[Opening EXCERPT section]

COS 79-4 - Evolutionary games with environmental feedbacks

Thursday, August 15, 2019: 9:00 AM
L013, Kentucky International Convention Center
Andrew Tilman, Joshua B. Plotkin and Erol Akcay, Department of Biology, University of Pennsylvania, Philadelphia, PA
Background/Question/Methods

Strategic interactions often occur in dynamic ecological environments. Further, bi-directional feedbacks between the environment and strategic behavior is common. In social-ecological systems as well as evolutionary-ecological systems the state of the environment can alter the dynamics of competing strategies or types, and vice versa. When such feedbacks are present, the dynamics of strategies and resources must be considered jointly: neither alone can describe the dynamics of the system. We develop a framework for eco-evolutionary game theory that integrates ecological dynamics and evolutionary game dynamics. We seek to address how the explicit inclusion of ecological dynamics alters predictions for outcomes of evolutionary games. When can such feedbacks safely be considered implicitly? What new phenomena can arise only with explicit consideration of these ecological feedbacks?

[Closing EXCERPT section]
[Opening DATA FOR REVIEW section]

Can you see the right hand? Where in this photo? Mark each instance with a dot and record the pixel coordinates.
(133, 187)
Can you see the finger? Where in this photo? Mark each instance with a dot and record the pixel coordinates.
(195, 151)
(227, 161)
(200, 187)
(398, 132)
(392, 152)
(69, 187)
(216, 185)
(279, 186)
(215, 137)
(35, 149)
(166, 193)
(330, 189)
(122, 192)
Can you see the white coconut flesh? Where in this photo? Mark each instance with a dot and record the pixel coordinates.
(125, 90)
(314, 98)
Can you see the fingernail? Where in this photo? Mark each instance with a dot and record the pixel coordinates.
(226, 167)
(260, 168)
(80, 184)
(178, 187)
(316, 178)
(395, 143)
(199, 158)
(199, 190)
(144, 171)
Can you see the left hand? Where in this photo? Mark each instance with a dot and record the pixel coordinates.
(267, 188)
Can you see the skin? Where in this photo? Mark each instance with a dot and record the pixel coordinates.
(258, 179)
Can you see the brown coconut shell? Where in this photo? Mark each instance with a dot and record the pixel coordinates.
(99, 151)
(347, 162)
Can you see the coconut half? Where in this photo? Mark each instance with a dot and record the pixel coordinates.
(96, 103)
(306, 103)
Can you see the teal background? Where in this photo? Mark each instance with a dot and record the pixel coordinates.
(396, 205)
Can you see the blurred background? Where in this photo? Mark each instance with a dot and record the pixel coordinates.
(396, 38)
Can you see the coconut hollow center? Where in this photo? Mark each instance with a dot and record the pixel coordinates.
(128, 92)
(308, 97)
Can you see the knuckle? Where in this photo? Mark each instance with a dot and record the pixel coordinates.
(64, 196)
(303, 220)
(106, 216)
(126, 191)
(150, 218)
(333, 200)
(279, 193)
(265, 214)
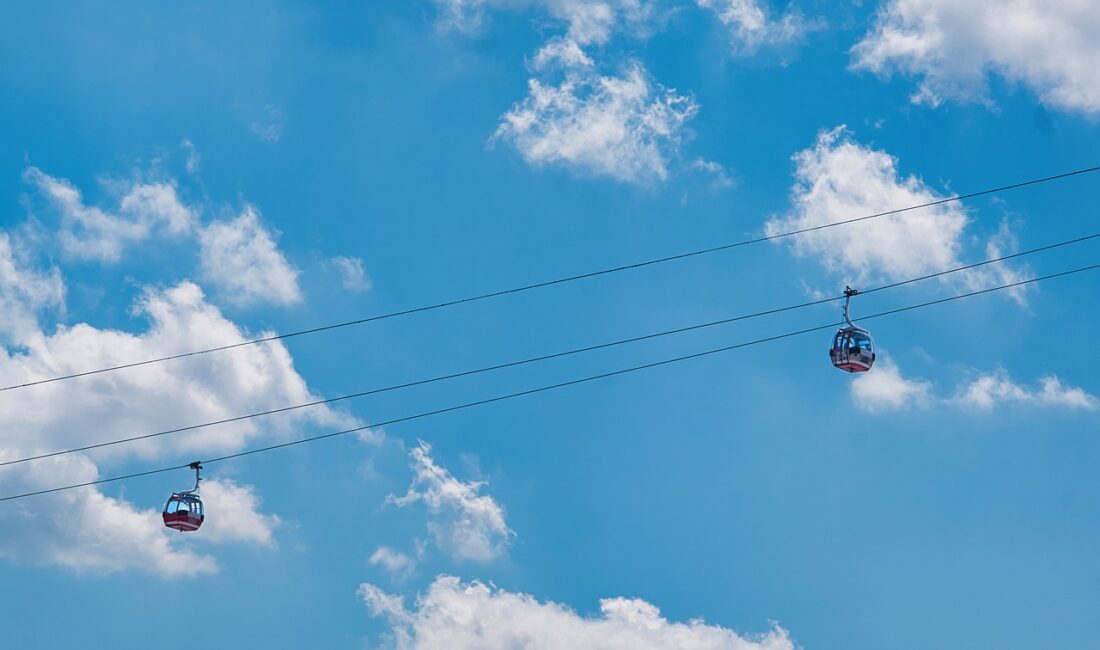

[Closing DATA FOR REVIEW section]

- _EXERCISE GOAL_
Print a passage from the abstract on evolutionary games, word for word, beginning at the words that contain "Strategic interactions often" and stopping after "these ecological feedbacks?". The listing has nothing to do with the work asked of you here.

- _ANSWER BOX_
Strategic interactions often occur in dynamic ecological environments. Further, bi-directional feedbacks between the environment and strategic behavior is common. In social-ecological systems as well as evolutionary-ecological systems the state of the environment can alter the dynamics of competing strategies or types, and vice versa. When such feedbacks are present, the dynamics of strategies and resources must be considered jointly: neither alone can describe the dynamics of the system. We develop a framework for eco-evolutionary game theory that integrates ecological dynamics and evolutionary game dynamics. We seek to address how the explicit inclusion of ecological dynamics alters predictions for outcomes of evolutionary games. When can such feedbacks safely be considered implicitly? What new phenomena can arise only with explicit consideration of these ecological feedbacks?